▸ **What to do**
Select every line in the items below that contains the word "photo".

(Lines of data)
+---+

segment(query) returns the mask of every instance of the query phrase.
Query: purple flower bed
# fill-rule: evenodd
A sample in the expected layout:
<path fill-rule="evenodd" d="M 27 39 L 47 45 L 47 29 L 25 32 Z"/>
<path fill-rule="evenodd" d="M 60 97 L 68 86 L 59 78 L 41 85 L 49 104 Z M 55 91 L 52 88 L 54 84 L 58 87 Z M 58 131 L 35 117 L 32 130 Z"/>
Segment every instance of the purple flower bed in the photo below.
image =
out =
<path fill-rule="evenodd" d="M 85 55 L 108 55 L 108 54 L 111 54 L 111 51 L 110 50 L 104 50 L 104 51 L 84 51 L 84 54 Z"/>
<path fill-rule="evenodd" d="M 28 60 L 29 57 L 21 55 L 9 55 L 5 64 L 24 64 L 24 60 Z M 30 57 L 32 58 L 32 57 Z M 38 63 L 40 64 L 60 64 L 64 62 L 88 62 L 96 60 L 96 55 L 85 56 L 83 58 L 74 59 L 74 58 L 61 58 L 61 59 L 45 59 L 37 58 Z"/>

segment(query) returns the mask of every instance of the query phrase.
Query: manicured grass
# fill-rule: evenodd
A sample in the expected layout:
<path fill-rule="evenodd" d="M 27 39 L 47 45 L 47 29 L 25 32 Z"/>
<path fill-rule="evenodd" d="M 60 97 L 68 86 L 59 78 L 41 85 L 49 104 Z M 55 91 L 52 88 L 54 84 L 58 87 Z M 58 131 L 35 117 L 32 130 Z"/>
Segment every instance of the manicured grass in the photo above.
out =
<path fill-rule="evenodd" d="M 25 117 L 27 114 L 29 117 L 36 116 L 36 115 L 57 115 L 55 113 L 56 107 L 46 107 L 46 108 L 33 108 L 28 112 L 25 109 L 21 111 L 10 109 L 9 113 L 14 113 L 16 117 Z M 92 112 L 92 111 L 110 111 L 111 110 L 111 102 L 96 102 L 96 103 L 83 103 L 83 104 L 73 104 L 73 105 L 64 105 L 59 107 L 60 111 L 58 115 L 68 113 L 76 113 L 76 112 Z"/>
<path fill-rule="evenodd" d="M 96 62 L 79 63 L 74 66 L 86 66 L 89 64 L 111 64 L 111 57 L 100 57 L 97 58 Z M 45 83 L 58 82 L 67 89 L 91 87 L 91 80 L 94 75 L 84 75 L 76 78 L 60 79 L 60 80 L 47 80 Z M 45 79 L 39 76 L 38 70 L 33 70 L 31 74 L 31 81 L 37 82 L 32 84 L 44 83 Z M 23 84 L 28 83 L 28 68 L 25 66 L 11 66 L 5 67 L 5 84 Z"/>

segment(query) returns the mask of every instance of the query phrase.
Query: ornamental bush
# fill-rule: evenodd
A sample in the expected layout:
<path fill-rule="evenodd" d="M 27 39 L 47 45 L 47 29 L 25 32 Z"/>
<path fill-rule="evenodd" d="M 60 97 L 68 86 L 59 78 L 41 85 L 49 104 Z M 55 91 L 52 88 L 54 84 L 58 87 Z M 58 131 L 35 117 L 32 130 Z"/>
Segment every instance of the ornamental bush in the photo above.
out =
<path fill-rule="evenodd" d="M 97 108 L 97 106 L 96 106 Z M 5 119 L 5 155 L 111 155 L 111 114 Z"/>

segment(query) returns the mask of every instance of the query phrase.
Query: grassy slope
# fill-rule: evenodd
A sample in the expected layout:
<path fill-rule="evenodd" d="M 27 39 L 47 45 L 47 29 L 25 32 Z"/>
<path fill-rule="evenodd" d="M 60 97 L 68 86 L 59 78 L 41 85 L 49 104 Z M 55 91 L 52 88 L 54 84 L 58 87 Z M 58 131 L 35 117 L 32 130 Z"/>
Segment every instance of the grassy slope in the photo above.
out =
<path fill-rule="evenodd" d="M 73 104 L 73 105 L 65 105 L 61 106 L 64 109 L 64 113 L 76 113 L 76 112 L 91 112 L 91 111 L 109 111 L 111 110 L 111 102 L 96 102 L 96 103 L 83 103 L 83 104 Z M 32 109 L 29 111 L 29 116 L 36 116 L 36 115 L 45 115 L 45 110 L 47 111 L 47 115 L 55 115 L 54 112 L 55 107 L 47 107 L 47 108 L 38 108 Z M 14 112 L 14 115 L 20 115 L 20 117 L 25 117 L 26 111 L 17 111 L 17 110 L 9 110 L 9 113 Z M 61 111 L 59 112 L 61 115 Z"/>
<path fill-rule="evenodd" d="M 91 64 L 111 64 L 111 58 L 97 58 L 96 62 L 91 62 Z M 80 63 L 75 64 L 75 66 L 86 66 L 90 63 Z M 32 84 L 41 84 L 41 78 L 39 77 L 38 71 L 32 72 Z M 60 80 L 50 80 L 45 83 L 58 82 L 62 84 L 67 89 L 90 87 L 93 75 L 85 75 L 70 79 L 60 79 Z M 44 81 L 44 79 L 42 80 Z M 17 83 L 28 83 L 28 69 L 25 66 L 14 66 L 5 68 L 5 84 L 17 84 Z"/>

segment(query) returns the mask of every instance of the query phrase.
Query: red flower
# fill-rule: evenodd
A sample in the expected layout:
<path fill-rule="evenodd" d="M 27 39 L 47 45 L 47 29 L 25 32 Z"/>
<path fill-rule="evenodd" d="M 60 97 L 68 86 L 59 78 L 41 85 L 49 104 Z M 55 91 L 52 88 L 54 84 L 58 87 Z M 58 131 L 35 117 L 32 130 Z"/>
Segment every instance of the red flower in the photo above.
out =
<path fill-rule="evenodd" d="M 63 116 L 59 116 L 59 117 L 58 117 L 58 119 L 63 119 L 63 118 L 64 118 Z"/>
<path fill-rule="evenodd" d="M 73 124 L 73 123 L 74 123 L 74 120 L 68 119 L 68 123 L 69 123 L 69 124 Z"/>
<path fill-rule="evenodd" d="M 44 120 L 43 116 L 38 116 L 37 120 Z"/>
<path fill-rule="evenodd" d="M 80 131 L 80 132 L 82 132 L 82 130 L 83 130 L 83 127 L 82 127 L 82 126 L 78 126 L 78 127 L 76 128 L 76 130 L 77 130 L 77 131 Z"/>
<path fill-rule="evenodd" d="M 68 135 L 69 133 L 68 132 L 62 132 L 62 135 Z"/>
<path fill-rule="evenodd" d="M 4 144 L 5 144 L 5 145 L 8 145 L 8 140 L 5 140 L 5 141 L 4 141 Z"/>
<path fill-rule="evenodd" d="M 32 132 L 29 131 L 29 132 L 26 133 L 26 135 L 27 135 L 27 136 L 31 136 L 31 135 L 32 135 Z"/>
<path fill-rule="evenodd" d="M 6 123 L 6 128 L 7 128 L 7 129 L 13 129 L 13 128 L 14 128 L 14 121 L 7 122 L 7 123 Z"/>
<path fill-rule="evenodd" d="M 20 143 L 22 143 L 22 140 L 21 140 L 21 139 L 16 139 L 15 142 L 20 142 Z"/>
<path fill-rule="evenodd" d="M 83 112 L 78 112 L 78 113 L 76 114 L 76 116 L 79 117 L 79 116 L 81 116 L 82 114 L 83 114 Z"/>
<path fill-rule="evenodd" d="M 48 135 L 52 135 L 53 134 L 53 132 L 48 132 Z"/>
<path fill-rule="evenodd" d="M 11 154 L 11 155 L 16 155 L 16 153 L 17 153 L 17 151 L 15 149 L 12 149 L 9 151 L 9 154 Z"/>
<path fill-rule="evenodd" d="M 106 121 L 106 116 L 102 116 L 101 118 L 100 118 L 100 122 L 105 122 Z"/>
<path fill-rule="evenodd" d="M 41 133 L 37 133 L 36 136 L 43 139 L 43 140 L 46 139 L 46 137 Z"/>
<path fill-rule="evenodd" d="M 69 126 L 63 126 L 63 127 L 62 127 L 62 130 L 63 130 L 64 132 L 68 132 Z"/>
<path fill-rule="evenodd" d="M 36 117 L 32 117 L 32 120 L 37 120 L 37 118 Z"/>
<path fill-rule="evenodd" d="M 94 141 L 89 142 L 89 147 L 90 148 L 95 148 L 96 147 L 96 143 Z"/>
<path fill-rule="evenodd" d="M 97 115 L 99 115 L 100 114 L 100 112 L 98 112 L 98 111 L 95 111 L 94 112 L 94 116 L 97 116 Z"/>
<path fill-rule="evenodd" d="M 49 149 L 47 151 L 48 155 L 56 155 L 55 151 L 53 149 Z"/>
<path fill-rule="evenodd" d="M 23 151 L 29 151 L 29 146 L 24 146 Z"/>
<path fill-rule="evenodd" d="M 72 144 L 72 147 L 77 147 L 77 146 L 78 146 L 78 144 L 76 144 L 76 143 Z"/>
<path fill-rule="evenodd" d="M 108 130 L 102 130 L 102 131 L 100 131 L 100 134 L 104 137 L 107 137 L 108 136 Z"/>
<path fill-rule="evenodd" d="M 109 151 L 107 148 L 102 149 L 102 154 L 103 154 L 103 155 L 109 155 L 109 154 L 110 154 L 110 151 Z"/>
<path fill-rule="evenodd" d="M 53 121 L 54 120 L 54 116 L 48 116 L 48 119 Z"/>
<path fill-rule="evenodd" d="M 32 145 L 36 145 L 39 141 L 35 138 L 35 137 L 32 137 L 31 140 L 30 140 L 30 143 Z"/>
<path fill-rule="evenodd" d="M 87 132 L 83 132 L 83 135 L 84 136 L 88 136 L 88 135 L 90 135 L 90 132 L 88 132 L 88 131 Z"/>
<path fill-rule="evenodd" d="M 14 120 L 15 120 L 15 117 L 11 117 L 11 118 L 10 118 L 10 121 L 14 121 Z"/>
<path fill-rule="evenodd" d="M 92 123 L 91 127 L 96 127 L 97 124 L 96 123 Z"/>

+---+

▸ **Exercise solution**
Segment every instance of the purple flower bed in the photo below.
Segment every instance of the manicured grass in the photo above.
Segment every instance of the ornamental bush in the photo above.
Segment every instance of the grassy slope in the photo above.
Segment every instance of the red flower in the photo above.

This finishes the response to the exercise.